### Task objective
The records that follow need to be output exactly as they are.

(Pointing dataset records)
----
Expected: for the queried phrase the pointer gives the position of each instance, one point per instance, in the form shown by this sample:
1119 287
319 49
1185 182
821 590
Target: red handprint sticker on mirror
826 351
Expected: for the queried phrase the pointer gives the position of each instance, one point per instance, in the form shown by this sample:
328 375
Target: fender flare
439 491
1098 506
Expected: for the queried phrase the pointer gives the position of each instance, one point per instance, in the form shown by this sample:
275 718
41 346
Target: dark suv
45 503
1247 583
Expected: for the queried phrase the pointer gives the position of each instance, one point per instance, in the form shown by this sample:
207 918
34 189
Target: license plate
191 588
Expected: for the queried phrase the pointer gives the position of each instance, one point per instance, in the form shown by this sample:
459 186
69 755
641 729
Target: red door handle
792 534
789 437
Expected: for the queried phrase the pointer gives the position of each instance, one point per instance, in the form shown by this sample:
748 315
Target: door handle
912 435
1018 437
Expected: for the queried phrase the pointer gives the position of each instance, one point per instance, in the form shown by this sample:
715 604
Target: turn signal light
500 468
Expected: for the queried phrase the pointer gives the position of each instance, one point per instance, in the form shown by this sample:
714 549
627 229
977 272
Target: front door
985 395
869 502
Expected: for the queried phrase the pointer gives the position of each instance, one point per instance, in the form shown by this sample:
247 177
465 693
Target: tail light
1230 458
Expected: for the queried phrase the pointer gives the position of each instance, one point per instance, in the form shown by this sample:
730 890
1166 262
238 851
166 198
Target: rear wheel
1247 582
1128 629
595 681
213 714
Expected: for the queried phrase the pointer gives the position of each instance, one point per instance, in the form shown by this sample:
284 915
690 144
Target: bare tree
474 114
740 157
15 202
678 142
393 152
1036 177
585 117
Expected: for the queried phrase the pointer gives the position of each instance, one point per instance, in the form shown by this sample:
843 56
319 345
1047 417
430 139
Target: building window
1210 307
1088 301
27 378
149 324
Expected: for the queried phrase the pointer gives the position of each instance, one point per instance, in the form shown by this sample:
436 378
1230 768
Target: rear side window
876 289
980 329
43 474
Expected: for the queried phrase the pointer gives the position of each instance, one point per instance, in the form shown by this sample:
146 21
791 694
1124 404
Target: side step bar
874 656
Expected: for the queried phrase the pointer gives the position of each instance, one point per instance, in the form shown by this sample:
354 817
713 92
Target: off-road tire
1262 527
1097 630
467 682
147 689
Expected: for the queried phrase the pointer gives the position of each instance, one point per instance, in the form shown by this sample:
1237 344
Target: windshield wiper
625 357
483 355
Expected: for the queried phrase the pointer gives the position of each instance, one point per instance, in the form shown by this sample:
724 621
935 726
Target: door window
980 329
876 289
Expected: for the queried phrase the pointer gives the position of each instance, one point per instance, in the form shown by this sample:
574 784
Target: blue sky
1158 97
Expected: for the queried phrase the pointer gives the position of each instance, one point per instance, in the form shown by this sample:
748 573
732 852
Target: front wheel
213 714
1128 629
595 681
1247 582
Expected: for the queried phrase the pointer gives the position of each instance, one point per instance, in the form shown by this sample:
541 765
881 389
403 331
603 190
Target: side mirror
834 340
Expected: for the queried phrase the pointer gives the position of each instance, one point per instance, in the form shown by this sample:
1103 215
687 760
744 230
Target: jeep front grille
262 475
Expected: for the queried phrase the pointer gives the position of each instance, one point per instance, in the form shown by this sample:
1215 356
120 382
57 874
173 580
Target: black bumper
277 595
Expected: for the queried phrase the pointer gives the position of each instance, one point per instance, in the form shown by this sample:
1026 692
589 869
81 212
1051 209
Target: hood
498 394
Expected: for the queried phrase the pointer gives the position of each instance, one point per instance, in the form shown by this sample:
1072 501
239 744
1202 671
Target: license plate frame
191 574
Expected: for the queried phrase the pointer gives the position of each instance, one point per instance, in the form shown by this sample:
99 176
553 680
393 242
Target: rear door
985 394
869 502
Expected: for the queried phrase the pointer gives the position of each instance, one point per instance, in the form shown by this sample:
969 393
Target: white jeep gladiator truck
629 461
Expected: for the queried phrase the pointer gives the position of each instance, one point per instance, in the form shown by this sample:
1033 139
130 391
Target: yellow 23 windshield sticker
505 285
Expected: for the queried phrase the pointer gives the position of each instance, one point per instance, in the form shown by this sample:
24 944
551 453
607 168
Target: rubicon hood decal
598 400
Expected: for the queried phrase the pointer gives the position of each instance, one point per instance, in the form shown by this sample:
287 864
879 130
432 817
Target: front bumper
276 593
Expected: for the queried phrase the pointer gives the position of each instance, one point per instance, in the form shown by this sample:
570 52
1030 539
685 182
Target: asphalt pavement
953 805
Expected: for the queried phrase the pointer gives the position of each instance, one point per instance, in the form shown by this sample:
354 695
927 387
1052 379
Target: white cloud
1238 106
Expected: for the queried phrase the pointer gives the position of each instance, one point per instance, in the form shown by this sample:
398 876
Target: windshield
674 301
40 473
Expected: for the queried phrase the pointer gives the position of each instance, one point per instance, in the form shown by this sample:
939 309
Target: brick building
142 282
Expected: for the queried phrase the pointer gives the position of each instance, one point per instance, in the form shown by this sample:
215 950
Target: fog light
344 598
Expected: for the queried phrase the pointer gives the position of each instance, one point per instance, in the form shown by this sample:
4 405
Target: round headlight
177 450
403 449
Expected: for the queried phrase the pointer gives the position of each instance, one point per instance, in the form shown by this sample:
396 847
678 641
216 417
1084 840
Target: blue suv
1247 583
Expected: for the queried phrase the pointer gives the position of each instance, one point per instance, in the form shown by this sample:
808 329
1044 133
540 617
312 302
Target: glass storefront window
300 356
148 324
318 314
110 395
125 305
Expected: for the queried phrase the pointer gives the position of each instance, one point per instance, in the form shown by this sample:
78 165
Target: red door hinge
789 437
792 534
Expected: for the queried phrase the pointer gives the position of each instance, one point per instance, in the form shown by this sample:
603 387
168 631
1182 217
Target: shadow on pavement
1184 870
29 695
----
### Worked answer
Expected: for the queried phrase the pointer gives the position of each instance, one point per instance, in the form shown by this sample:
1119 287
319 49
1185 182
821 590
Target: red handprint sticker on mirror
826 351
Expected: for the queried phrase the pointer gives the position of each instance, one point per instance, in the form shown by this sample:
328 375
Target: fender flare
439 491
1098 506
Expected: for the queried phrase the pointer gives the position of each instance, one point per instance, in the form shown by this sample:
275 718
41 346
Target: dark suv
45 503
1247 583
Expected: for the queried phrase the pointer gives the position of each instance, one point per instance, in the form shown by this sample:
207 918
34 189
Target: license plate
191 588
Expected: for the queried phrase the pointer gives the position of each instance, one point per instance, in the form shown by this sample:
459 186
69 755
641 729
Target: red door handle
792 534
789 437
Expected: for the queried phrase the pointer gives the position of each instance, one point per instance, in the form shown by this sample:
748 315
Target: door handle
912 435
1018 437
Expected: for the queried phrase the pointer gives the position of each instance, one point per instance, in the form shown by this sample:
715 604
Target: turn signal light
500 468
Expected: for the queried phrase the pointer gives the position of each instance, one point per instance, in the form shown by this sample:
714 549
627 229
977 272
Target: front door
985 395
869 502
Expected: for the queried phrase the pointer gives the position of each instance, one point per instance, in the form shown by this sample:
247 177
465 693
Target: tail light
1230 458
Expected: for the queried phrase the pointer gives the position of each instance, one point per instance, in the form shown by this sample:
730 890
1166 262
238 851
166 198
Target: rear wheel
1247 582
1128 629
595 681
213 714
Expected: for the queried phrase the pointer gives the position of each instance, one point per instance, in the form shown by this sample:
284 915
690 144
Target: bare tree
474 114
740 157
15 202
678 142
393 152
1036 177
585 117
Expected: for the queried phrase the pointer gives the position of each instance, one point per instance, in the form shown by this sample:
843 56
319 345
1047 417
430 139
Target: building window
1210 307
1088 301
27 378
149 324
Expected: for the queried phrase the pointer gives the position of each instance, one point per instance, in the form shown by this sample:
436 378
1230 768
Target: rear side window
876 289
980 329
43 474
Expected: for the queried phrase the pointer gives the position of each instance, one point per instance, in the form shown by this sample:
146 21
791 694
1124 404
Target: side step bar
874 656
Expected: for the queried phrase the pointer gives the position of each instance, one point per instance, in the form shown by this sample:
354 817
713 92
Target: off-road tire
1262 527
1097 630
467 682
147 689
Expected: for the queried phrase the pointer gives the position of each instance, one point per instance, in the form shown by this sample:
1237 344
Target: windshield wiper
625 357
483 355
Expected: for the queried phrase the pointer gives the position of each instance, one point per instance, in the form shown by this sample:
724 621
935 726
Target: door window
980 329
876 289
Expected: for the queried phrase the pointer gives the position of each instance, one point per instance, in the form shown by this sample:
574 784
Target: blue sky
1158 97
Expected: for the queried phrase the pointer gives the position of each instance, one point per instance, in the form shown by this sample:
748 573
732 852
Target: front wheel
213 714
1128 629
595 681
1247 582
Expected: for the queried phrase the pointer gives the position of each instance, one point per instance, in the form shown by this sample:
541 765
881 389
403 331
603 190
Target: side mirror
834 340
Expected: for the queried phrase the pointer gives the position of each instance, one point per instance, in the form shown by this sample:
1103 215
687 760
744 230
Target: jeep front grille
262 475
Expected: for the queried phrase the pointer gives the position of each instance, one point per instance, in the form shown by this sample:
1215 356
120 382
57 874
173 580
Target: black bumper
277 595
Expected: for the queried phrase the pointer gives the position of each instance, one point per instance, in the form shown by this sample:
1026 692
589 869
81 212
1051 209
Target: hood
498 394
Expected: for the queried phrase the pointer gives the position of each instance, one point per instance, in the form shown by this sample:
1072 501
239 744
1202 671
Target: license plate frame
191 574
Expected: for the queried phrase the pointer gives the position of each instance, one point per instance, in the form shown by this sample:
99 176
553 680
393 242
Target: rear door
985 394
869 502
Expected: for the queried phrase the pointer gives the position of each instance, one point per instance, in the form shown by this sample:
969 393
Target: white jeep gladiator truck
629 461
Expected: for the queried phrase the pointer gives the position of each instance, one point per instance, in the form shown by this sample:
1033 139
130 391
Target: yellow 23 windshield sticker
505 285
Expected: for the queried phrase the pointer gives the position of each instance, one point per instance, in the form shown by this sample:
24 944
551 453
607 168
Target: rubicon hood decal
598 400
Expected: for the queried phrase the pointer gives the position of each instance, one point per instance, in the form shown by this sample:
287 864
879 130
432 817
Target: front bumper
276 593
Expected: for the queried phrase the pointer gives the position of each instance, one point per instance, in the form shown by this sample:
570 52
1030 539
685 182
Target: asphalt pavement
953 805
Expected: for the queried phrase the pointer gives the position of each instance, one point per instance, in the form shown by this sample:
354 695
927 387
1052 379
Target: white cloud
1238 106
Expected: for the queried phrase the pointer gives the position of each instance, one point per instance, in the form shown by this sample:
398 876
Target: windshield
674 301
40 473
Expected: for the queried phrase the pointer gives the position of each instance, one point per instance, in the form shown by this sample:
939 309
Target: brick building
142 282
Expected: for the queried phrase the pointer gives the position of each instance, one point per instance, in the form shown by this sample:
215 950
Target: fog light
344 598
Expected: for the queried phrase the pointer gives the position of each instance, one point per instance, in the form shown by this sample:
4 405
Target: round headlight
177 450
403 449
Expected: for the queried phrase the pointer gives the position of each instance, one point per instance, in the form shown by this sample:
396 847
678 641
216 417
1084 840
Target: blue suv
1247 583
Expected: for the queried phrase the pointer gives the position of each instance, one point per instance, in the form shown by this sample:
808 329
1044 133
540 617
312 302
Target: glass storefront window
300 356
148 324
318 314
110 395
125 305
Expected: for the queried phrase the pointer gives the position of each instance, one point per instance, in the form shown by this sample:
78 165
Target: red door hinge
789 437
792 534
Expected: for the queried phrase the pointer gives the position of each instance, one point per instance, in the form shown by this sample:
603 387
168 631
1182 217
Target: shadow on pavement
1184 870
29 695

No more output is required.